WHAT YOU HAVE TO DO. Copy the part of the records that opens with the line containing "snow-covered treetop, a" and closes with the line containing "[[38, 159]]", both lines included, and give only those lines. Keep the requests unchanged, but multiply every coordinate in the answers by 1.5 and round each result to a whole number, rounding halves up.
━━━━━ DATA ROWS ━━━━━
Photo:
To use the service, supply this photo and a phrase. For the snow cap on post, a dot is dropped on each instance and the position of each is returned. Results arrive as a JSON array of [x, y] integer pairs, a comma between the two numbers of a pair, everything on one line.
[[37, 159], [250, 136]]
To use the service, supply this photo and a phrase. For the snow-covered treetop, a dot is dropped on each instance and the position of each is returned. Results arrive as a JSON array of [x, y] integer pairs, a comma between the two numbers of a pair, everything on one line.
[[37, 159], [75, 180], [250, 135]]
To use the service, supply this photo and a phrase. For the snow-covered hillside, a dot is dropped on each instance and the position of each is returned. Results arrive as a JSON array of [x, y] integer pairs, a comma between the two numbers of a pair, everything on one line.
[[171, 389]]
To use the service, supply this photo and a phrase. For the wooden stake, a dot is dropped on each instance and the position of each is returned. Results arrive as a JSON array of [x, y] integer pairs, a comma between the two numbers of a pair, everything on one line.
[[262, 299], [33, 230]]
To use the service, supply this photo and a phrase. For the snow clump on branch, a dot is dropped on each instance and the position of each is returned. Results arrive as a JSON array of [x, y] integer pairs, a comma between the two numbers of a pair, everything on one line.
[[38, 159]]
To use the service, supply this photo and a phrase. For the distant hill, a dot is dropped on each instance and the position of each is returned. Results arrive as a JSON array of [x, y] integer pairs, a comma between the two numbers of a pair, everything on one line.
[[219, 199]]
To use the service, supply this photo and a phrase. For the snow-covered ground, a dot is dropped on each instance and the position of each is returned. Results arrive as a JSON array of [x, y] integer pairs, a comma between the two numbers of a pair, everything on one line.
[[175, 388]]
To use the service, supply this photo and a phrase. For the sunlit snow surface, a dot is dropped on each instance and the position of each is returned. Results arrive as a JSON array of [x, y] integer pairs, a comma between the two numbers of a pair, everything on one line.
━━━━━
SOLUTION.
To use the service, supply this photo and a phrase. For the snow-covered treetop, a dot is dropped on each instance and the position of each is returned. Results arrive as a JSON array of [x, y] integer pairs, a comma between the two numbers of a pair, everything on one line.
[[56, 239], [113, 270], [375, 203]]
To use the service, supply this photo and a phrase. For the snow-covered hillside, a dot is dropped on each instance and the position of each is returned. Results arrive as a JSON array of [x, y] integer pairs, a comma between the two numbers of a pair, everything on one line.
[[257, 584]]
To use the service, supply this photo and a phrase. For the wooden stake, a dot is dropped on each instance and the position of each is returned. Results arrive as a JSON array of [x, y] integer pairs, a comma between the two numbers of a pair, everything on one line.
[[393, 449], [50, 345]]
To use the service, supply this photo and a phrase. For the snow clump on branch, a dot is dropped on each instance and the position of each is returned. Results arrive as a JSON array of [x, y] integer pairs, a comma between the two numbers of a pair, everything on one line.
[[57, 239]]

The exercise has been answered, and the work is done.